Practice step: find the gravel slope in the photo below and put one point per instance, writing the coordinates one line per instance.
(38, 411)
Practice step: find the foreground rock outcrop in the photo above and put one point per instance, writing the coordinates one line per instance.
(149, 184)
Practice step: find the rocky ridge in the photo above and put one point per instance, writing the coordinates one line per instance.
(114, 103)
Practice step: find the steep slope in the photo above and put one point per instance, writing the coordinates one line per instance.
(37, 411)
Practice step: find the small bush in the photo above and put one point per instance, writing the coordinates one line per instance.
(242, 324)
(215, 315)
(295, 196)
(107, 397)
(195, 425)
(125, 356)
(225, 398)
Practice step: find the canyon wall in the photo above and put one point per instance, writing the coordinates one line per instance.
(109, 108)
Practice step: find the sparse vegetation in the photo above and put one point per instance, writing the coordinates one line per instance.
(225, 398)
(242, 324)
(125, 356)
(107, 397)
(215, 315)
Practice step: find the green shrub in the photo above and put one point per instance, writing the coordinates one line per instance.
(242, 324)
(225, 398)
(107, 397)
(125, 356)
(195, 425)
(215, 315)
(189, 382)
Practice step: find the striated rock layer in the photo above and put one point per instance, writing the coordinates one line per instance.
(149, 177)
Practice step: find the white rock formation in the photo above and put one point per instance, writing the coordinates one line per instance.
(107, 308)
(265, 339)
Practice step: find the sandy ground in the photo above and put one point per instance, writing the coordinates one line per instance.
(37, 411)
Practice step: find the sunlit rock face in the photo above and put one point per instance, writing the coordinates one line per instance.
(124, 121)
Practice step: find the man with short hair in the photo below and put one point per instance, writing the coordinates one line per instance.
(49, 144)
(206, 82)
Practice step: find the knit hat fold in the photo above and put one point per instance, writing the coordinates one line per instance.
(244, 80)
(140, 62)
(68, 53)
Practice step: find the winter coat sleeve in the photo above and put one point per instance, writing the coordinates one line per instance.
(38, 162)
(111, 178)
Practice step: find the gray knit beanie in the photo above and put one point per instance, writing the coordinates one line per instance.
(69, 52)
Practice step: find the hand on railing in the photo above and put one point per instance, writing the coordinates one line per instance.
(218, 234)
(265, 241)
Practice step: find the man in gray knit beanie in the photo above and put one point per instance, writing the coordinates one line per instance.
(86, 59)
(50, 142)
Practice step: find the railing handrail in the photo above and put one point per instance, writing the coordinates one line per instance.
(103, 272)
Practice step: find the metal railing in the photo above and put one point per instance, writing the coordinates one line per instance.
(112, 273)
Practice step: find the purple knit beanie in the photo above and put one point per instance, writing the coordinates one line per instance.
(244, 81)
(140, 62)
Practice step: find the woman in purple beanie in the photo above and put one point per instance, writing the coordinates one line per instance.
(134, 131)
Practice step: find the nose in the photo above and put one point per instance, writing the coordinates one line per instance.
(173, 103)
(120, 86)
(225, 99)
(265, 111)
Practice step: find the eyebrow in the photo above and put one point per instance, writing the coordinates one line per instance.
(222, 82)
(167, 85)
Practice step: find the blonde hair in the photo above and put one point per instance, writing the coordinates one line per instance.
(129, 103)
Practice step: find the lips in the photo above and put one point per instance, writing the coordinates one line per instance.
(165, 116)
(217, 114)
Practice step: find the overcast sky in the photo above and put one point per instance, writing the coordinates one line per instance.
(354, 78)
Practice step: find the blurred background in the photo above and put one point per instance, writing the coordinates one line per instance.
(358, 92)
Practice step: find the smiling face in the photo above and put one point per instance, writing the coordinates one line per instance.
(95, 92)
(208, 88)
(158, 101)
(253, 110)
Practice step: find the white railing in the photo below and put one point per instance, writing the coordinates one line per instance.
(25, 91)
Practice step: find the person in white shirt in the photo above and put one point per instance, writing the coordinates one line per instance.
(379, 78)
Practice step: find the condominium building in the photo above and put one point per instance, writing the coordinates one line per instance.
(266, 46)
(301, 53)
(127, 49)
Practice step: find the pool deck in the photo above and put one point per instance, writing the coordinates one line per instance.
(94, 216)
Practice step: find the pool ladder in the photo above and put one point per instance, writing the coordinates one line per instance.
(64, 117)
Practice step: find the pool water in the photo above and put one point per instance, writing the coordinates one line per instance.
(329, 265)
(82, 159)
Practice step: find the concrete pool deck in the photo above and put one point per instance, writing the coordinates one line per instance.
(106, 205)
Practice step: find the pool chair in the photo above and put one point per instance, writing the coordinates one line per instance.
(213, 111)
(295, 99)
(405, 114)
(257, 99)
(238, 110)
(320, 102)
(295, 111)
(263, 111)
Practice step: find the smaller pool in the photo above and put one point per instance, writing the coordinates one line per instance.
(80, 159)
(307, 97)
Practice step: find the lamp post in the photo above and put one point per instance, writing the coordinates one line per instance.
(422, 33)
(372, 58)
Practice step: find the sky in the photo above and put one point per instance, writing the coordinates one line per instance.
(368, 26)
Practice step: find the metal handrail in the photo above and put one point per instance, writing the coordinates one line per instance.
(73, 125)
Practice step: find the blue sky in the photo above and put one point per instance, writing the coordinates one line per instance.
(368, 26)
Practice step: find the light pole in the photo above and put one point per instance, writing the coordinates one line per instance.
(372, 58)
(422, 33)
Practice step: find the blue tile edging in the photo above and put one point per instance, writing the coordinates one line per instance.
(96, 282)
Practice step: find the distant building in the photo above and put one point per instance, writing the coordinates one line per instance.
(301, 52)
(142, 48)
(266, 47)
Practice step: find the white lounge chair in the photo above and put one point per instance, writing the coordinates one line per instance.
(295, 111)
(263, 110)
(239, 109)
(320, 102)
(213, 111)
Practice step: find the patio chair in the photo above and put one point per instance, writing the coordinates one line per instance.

======

Goal.
Please lay out every line of the material above as a numbered list, leaving out any blank lines.

Result of the exercise.
1. Practice step: find the gravel slope in the photo below and put one point per instance, writing the coordinates one line per instance.
2. (38, 411)
3. Practice step: find the foreground rock outcrop in the photo above and put one point per instance, writing the coordinates one line per instance.
4. (149, 184)
5. Practice step: find the rocky ridge in the photo above and put one point per instance, writing the coordinates one line per instance.
6. (114, 103)
7. Practice step: find the steep slope in the photo above and put one point per instance, writing the coordinates one line per instance.
8. (37, 411)
9. Practice step: find the small bush in the photo above and put one point per instance, writing the coordinates one line per instance.
10. (242, 324)
11. (215, 315)
12. (295, 196)
13. (107, 397)
14. (195, 425)
15. (125, 356)
16. (225, 398)
17. Practice step: find the canyon wall in the photo above and put one point per instance, writing the coordinates one line per instance.
18. (109, 108)
19. Practice step: find the sparse vegetation in the photo above and put one point per instance, writing the coordinates one line per instance.
20. (225, 398)
21. (242, 324)
22. (125, 356)
23. (107, 397)
24. (215, 315)
25. Practice step: find the green shrub in the photo above and put one point per instance, writing the coordinates one line per instance.
26. (242, 324)
27. (225, 398)
28. (107, 397)
29. (125, 356)
30. (195, 425)
31. (215, 315)
32. (189, 382)
33. Practice step: find the striated rock layer in the photo above and put one point per instance, writing the coordinates one line per instance.
34. (149, 177)
35. Practice step: find the white rock formation in the photo above and put one point per instance, writing the coordinates one line per instance.
36. (107, 308)
37. (265, 339)
38. Practice step: find the sandy ground in the photo above and put one point per instance, writing the coordinates one line per instance.
39. (37, 411)
40. Practice step: find the sunlit rock face in the photo above and put one point per instance, writing the coordinates one line per instance.
41. (124, 121)
42. Practice step: find the man with short hair in the photo below and put one point per instance, writing the coordinates one line per instance.
43. (49, 144)
44. (206, 82)
45. Practice step: find the knit hat fold in the photo above and put one point per instance, writing the coordinates one line per instance.
46. (244, 80)
47. (140, 62)
48. (68, 53)
49. Practice step: find the winter coat sleeve in the photo above and put one point per instance, writing the coordinates one line per instance.
50. (38, 162)
51. (111, 178)
52. Practice step: find the gray knit beanie in the photo above and put one point per instance, writing the coordinates one line per instance.
53. (69, 52)
54. Practice step: find the hand on railing in the photo above and put one point per instance, writing the coordinates one line per instance.
55. (218, 234)
56. (265, 241)
57. Practice step: find the man in gray knit beanie in the photo above and put one point per instance, writing the coordinates one line per instance.
58. (86, 59)
59. (50, 142)
60. Practice step: find the railing handrail in the photo above and put one point per instance, writing the coordinates one line per instance.
61. (103, 272)
62. Practice step: find the metal railing in the photo above and put one point per instance, writing the coordinates one line per instance.
63. (112, 273)
64. Practice step: find the purple knit beanie in the photo above and put one point per instance, writing the coordinates one line per instance.
65. (244, 81)
66. (140, 62)
67. Practice step: find the woman in purple beanie in the photo above and put one point per instance, writing the coordinates one line per instance.
68. (134, 131)
69. Practice step: find the nose in the photo above and put one point per instance, writing the coordinates one line per instance.
70. (173, 103)
71. (120, 86)
72. (225, 99)
73. (265, 111)
74. Practice step: find the eyebrow in the photo above and put one point per instance, writing the coordinates one line per instance.
75. (222, 82)
76. (167, 85)
77. Practice step: find the blonde hair in the photo above and put one point per instance, writing the coordinates one line per instance.
78. (129, 103)
79. Practice step: find the lips in the photo above and put one point per instance, writing the coordinates one line per instance.
80. (165, 116)
81. (217, 114)
82. Practice step: find the overcast sky in the photo above and put one point per instance, writing the coordinates one line per instance.
83. (354, 78)
84. Practice step: find the blurred background in the photo above and put one point per instance, writing the coordinates one line per instance.
85. (358, 92)
86. Practice step: find the smiling face in the photo above and put one point per instance, writing the coordinates one line per instance.
87. (95, 92)
88. (208, 88)
89. (158, 101)
90. (253, 110)
91. Practice step: find the white railing in the photo below and put one point per instance, writing the coordinates one line per instance.
92. (25, 91)
93. Practice step: find the person in white shirt in the photo above and put one point per instance, writing the coordinates one line per instance.
94. (379, 78)
95. Practice step: find the condominium building in the photo above and put one point per instance, writing the coordinates one line per instance.
96. (266, 46)
97. (301, 53)
98. (127, 49)
99. Practice step: find the pool deck in the photo above and put one point per instance, writing the coordinates one line per instance.
100. (94, 216)
101. Practice step: find the pool ladder in the photo above and put one point per instance, writing the coordinates one line per instance.
102. (64, 117)
103. Practice step: find the pool water in the photo above and put one point per instance, writing the coordinates one line per instance.
104. (329, 265)
105. (82, 159)
106. Practice step: find the concrete pool deck in the photo above and put one point per instance, writing the coordinates one line per instance.
107. (106, 205)
108. Practice step: find the pool chair in the photo above and put one point per instance, writing the coordinates one line per instance.
109. (213, 111)
110. (295, 99)
111. (405, 114)
112. (257, 99)
113. (238, 110)
114. (320, 102)
115. (295, 111)
116. (263, 111)
117. Practice step: find the smaller pool in the photo above and put one point per instance, writing the coordinates one line per instance.
118. (80, 159)
119. (307, 97)
120. Practice step: find the lamp post in the photo above and put one point per instance, writing the coordinates one line per instance.
121. (422, 33)
122. (372, 58)
123. Practice step: find the sky in the photo above and put one point per instance, writing the coordinates one line per instance.
124. (368, 26)
125. Practice step: find the metal handrail in the photo above and put one point per instance, writing the coordinates one line per instance.
126. (73, 125)
127. Practice step: find the blue sky in the photo above and put one point per instance, writing the coordinates one line per instance.
128. (368, 26)
129. Practice step: find the light pole in the photo above and put one point per instance, writing the coordinates one line per instance.
130. (372, 58)
131. (422, 33)
132. Practice step: find the blue tile edging in the photo above and put one point per instance, writing the coordinates one line per instance.
133. (96, 282)
134. Practice step: find the distant building in the photo above and put one point per instance, writing the coordinates one line per instance.
135. (301, 52)
136. (142, 48)
137. (266, 47)
138. Practice step: find the white lounge chair in the photo above and put one point per instance, writing the coordinates one line per instance.
139. (295, 111)
140. (263, 110)
141. (239, 109)
142. (320, 102)
143. (213, 111)
144. Practice step: find the patio chair in the photo above and put one point per instance, writing the coordinates one line per instance.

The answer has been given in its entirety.